Quoted text:
↓↓↓

Using Faà di Bruno's formula I was able to write down an explicit form for the $a_k$'s giving a final solution of $$ \bbox[5px,border:2px solid #C0A000]{% w(z)=1+\frac{2(z-n)}{n(n-1)}+\sum_{k=2}^\infty\sum_{\ell=1}^{k-1}(-k)^{(\ell)}B_{k-1,\ell}\left(\left\{(-1)^m\tfrac{m!(2-n)_m}{(3)_m}\right\}_{m=1}^{k-\ell}\right)\frac{\left(\frac{2(z-n)}{n(n-1)}\right)^k}{k!},% } $$ where $(s)^{(n)}=\Gamma(s+1)/\Gamma(s-n+1)$ is the falling factorial, $(s)_n=\Gamma(s+n)/\Gamma(s)$ is the Pochhammer symbol, and $B_{n,k}$ is the partial Bell polynomial. It is interesting to note that this result also works for the more general case $\{n\in\Bbb R:n>1\}$.

All that I am still curious about is the radius of convergence for this series which I believe is $|z-n|<n-1$.

Here is Mathematica code to compare the exact function $w(z)$ to approximation obtained by truncating its series expansion:

a[k_, n_] := 
 Sum[FactorialPower[-k, l] BellY[k - 1, l, 
    Table[(-1)^m (m! Pochhammer[2 - n, m])/Pochhammer[3, m], {m, 1, 
      k - l}]], {l, 1, k - 1}]
g[z_, n_, K_] := 
 1 + (2 (z - n))/(n (n - 1)) + 
  Sum[a[k, n] ((2 (z - n))/(n (n - 1)))^k/k!, {k, 2, K}]
gAprx[z_, n_] := 
 Quiet[N[Solve[(1 - w^n)/(1 - w) - z == 0, w, PositiveReals][[1, 1, 
     2]]]]
P[n_] := Manipulate[
  Plot[{gAprx[z, n], g[z, n, m]}, {z, 1, 2 n - 1}], {m, 2, 20, 1}]
P[5]

Answer 1

Let $f:\mathbb C \to \mathbb C$ be the polynomial $\sum_{k=0}^{n-1} w^k$. We are interested in the radius of convergence of the power series of the inverse $w=f^{-1}(z)$ about $z=n$ corresponding to $w=1$. It is known that the radius of convergence of a power series represents the distance in the complex plane from the expansion point to the nearest singularity of the function expanded. Therefore, we have to locate the singularities of $f^{-1}$. The inverse of an entire function can have two types of singularities: $(1)$ algebraic singularities at the images of its saddle points $(2)$ transcendental singularities at its finite asymptotic values at infinity. There is no curve flowing to infinity along which a polynomial function tends to a finite value, hence the only singularities of our $f^{-1}$ will be algebraic singularities at the images of the saddle points of $f$. In formula, the singularities of $w=f^{-1}(z)$ are $z_k=f(w_k)$ where $w_k$ is one of the $n-2$ roots of the polynomial $f'(w)$. For the statement about the singularities of the inverse of an entire function, see Section 3, Appendix D in the book Lectures on the General Theory of Integral Functions by Georges Valiron.

↑↑↑

Recorded information:
↓↓↓

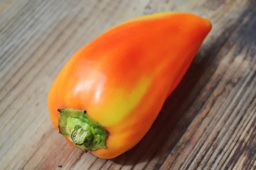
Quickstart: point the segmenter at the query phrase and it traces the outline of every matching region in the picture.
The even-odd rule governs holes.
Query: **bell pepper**
[[[150,128],[212,28],[167,12],[116,26],[64,65],[49,92],[50,117],[72,146],[102,159],[135,146]]]

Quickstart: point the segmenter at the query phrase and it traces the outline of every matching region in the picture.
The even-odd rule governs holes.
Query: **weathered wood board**
[[[70,146],[47,104],[69,57],[115,24],[192,12],[213,29],[135,147],[104,160]],[[0,0],[0,169],[256,169],[254,0]]]

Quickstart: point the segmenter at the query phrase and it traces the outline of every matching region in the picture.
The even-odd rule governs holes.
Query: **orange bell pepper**
[[[52,123],[72,146],[103,159],[130,150],[151,128],[212,28],[192,14],[165,12],[107,30],[56,78]]]

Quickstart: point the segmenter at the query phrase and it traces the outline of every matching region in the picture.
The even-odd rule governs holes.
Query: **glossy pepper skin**
[[[84,125],[68,128],[68,137],[64,136],[70,144],[79,147],[85,139],[89,142],[84,147],[90,148],[80,149],[106,159],[130,150],[150,129],[211,28],[207,19],[170,12],[135,18],[107,30],[72,56],[54,82],[48,104],[54,127],[66,128],[67,117],[59,119],[61,109],[80,110],[76,119],[82,119],[81,110],[86,110],[84,115],[103,128],[97,134],[97,143],[103,147],[90,147],[96,136],[89,139]],[[104,130],[106,135],[101,136]]]

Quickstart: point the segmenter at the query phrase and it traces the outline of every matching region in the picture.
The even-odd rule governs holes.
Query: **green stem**
[[[108,131],[83,110],[58,109],[60,133],[85,151],[106,148]]]

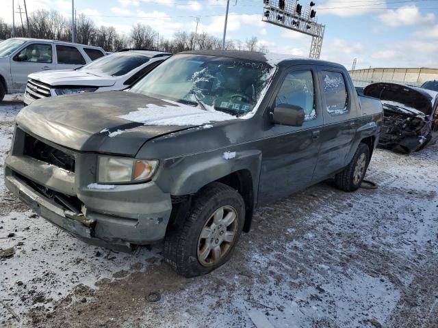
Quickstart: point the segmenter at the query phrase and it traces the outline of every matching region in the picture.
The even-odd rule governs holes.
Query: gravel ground
[[[1,171],[21,107],[0,105]],[[260,208],[231,261],[194,279],[161,245],[126,254],[73,238],[8,193],[1,172],[0,249],[15,254],[0,261],[0,326],[437,327],[437,144],[378,150],[377,190],[327,181]]]

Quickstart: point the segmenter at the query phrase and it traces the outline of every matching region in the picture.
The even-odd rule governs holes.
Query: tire
[[[3,83],[0,82],[0,101],[3,100],[3,98],[5,98],[5,93],[6,90],[5,90],[5,87]]]
[[[205,187],[194,197],[185,220],[168,231],[163,251],[166,262],[187,277],[211,272],[229,260],[244,219],[245,204],[239,193],[220,182]]]
[[[348,192],[357,190],[361,187],[369,163],[370,148],[365,144],[360,143],[348,166],[335,176],[336,187]]]

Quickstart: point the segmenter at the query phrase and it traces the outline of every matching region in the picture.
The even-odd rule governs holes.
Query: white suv
[[[102,48],[50,40],[14,38],[0,42],[0,101],[5,94],[24,92],[27,75],[73,69],[105,53]]]
[[[38,72],[29,75],[23,101],[63,94],[130,87],[170,55],[161,51],[125,49],[75,70]]]

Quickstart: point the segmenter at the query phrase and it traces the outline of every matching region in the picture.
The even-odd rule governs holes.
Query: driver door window
[[[51,63],[52,45],[34,43],[20,51],[14,59],[29,63]]]
[[[275,105],[280,104],[302,107],[305,121],[316,119],[315,87],[311,70],[297,70],[286,76],[275,98]]]

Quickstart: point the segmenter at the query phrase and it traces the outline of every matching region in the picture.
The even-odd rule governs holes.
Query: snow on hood
[[[384,105],[397,103],[407,111],[421,112],[428,115],[432,113],[431,95],[424,90],[401,84],[379,82],[368,85],[363,90],[365,96],[380,99]],[[392,103],[391,103],[392,102]]]
[[[179,102],[163,101],[168,103],[164,106],[148,104],[144,108],[118,116],[124,120],[142,123],[144,125],[197,126],[212,122],[236,120],[235,116],[215,110],[204,110]]]
[[[86,70],[57,70],[38,72],[29,75],[30,79],[52,86],[89,85],[108,87],[114,85],[116,79],[110,76],[99,76]]]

↑↑↑

Written task:
Copy the text on the series for $w(z)$ once more, starting with "Using Faà di" and going on through "believe is $|z-n|<n-1$.", but switch "Pochhammer symbol" to "rising factorial".

Solution for this task:
Using Faà di Bruno's formula I was able to write down an explicit form for the $a_k$'s giving a final solution of $$ \bbox[5px,border:2px solid #C0A000]{% w(z)=1+\frac{2(z-n)}{n(n-1)}+\sum_{k=2}^\infty\sum_{\ell=1}^{k-1}(-k)^{(\ell)}B_{k-1,\ell}\left(\left\{(-1)^m\tfrac{m!(2-n)_m}{(3)_m}\right\}_{m=1}^{k-\ell}\right)\frac{\left(\frac{2(z-n)}{n(n-1)}\right)^k}{k!},% } $$ where $(s)^{(n)}=\Gamma(s+1)/\Gamma(s-n+1)$ is the falling factorial, $(s)_n=\Gamma(s+n)/\Gamma(s)$ is the rising factorial, and $B_{n,k}$ is the partial Bell polynomial. It is interesting to note that this result also works for the more general case $\{n\in\Bbb R:n>1\}$.

All that I am still curious about is the radius of convergence for this series which I believe is $|z-n|<n-1$.